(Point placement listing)
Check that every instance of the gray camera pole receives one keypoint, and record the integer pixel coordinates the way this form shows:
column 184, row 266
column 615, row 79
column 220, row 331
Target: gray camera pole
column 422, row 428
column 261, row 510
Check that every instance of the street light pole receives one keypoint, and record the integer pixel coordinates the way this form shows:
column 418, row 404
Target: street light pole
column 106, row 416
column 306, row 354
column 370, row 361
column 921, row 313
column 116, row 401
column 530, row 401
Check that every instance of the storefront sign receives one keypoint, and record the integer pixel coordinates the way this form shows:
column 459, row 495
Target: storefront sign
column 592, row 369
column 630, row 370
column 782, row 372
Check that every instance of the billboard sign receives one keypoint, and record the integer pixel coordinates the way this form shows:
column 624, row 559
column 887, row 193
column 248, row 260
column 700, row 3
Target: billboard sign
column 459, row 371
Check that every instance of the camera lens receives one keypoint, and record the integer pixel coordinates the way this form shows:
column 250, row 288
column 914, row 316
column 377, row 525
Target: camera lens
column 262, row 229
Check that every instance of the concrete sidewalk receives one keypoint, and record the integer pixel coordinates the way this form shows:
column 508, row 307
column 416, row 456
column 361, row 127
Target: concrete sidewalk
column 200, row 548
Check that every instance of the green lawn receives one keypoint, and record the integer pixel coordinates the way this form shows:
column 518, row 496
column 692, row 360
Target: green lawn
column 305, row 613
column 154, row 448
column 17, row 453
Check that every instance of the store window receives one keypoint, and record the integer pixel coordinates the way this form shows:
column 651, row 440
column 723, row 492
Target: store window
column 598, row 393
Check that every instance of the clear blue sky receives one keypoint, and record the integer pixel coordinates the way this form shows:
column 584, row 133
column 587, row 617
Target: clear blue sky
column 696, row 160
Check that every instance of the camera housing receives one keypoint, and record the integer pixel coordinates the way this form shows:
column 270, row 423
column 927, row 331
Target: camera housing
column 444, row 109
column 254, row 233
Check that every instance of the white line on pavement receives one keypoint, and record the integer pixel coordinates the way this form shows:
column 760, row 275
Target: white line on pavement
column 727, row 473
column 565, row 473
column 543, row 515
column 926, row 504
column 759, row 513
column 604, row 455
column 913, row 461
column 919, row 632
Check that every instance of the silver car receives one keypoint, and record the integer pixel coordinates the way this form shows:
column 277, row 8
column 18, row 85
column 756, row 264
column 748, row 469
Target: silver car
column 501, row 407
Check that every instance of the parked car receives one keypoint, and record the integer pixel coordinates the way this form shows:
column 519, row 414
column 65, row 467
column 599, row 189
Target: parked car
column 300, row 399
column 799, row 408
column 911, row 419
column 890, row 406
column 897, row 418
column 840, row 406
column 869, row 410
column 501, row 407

WHAT TO WORK ON: Reproduce the listing above line for line, with no changes.

FULL SOLUTION:
Check that every instance of the gray camera pole receives one keypoint, and record the integer pixel coordinates the way this form shows:
column 184, row 266
column 615, row 79
column 220, row 331
Target: gray camera pole
column 422, row 428
column 261, row 510
Check that every instance of the street light pole receives one keypoint, and record the integer pixel coordinates the way this form shows:
column 418, row 404
Target: street light pole
column 106, row 416
column 306, row 354
column 370, row 361
column 921, row 313
column 116, row 401
column 530, row 401
Check that every instance of the storefront sign receives one keypoint, and record the integer pixel coordinates the way this form shows:
column 459, row 495
Target: storefront sign
column 592, row 369
column 630, row 370
column 782, row 372
Check that every instance of the billboard sign receives one keypoint, and record the integer pixel coordinates the way this form shows:
column 624, row 559
column 887, row 193
column 248, row 260
column 700, row 3
Target: billboard sign
column 459, row 371
Check that every instance of the camera lens receives one keypoint, and record the integer pixel coordinates the way this form shows:
column 250, row 288
column 914, row 316
column 377, row 525
Target: camera lens
column 262, row 229
Check that every instance of the concrete sidewalk receives one keypoint, and record the integer pixel coordinates the way this form shows:
column 508, row 307
column 416, row 456
column 361, row 127
Target: concrete sidewalk
column 200, row 548
Check that every instance of the green lawn receives one keypoint, and record the integer pixel coordinates the way this form shows:
column 518, row 496
column 692, row 360
Target: green lawn
column 305, row 613
column 154, row 448
column 17, row 453
Check that every instance of the store window receives one keypoint, and record the integer pixel coordinates the way this form shows:
column 651, row 440
column 723, row 492
Target: store window
column 598, row 393
Check that every instance of the clear blue sky receives one keypoint, and record the integer pixel coordinates the way this form shows:
column 584, row 133
column 587, row 617
Target: clear blue sky
column 696, row 160
Check that every instance of the camera housing receives one keypoint, and record the integer pixel coordinates the way this form shows:
column 270, row 423
column 927, row 331
Target: camera housing
column 444, row 109
column 254, row 233
Check that every instance of the white line on pavement receives one keypoint, and record the integer pixel coordinates the way this form shows:
column 760, row 275
Target: white line on pavement
column 727, row 473
column 565, row 473
column 543, row 515
column 926, row 504
column 759, row 513
column 604, row 455
column 913, row 461
column 919, row 632
Check that every instance of the silver car receives one keypoint, and record the integer pixel coordinates the way this form shows:
column 277, row 8
column 18, row 85
column 756, row 264
column 748, row 469
Target: silver car
column 501, row 407
Check that every instance of the parked car receives one keypoint, and record the integer pixel coordinates the way this form shows:
column 519, row 414
column 65, row 467
column 599, row 189
Target: parked car
column 300, row 399
column 799, row 408
column 911, row 419
column 890, row 406
column 897, row 418
column 840, row 406
column 869, row 410
column 501, row 407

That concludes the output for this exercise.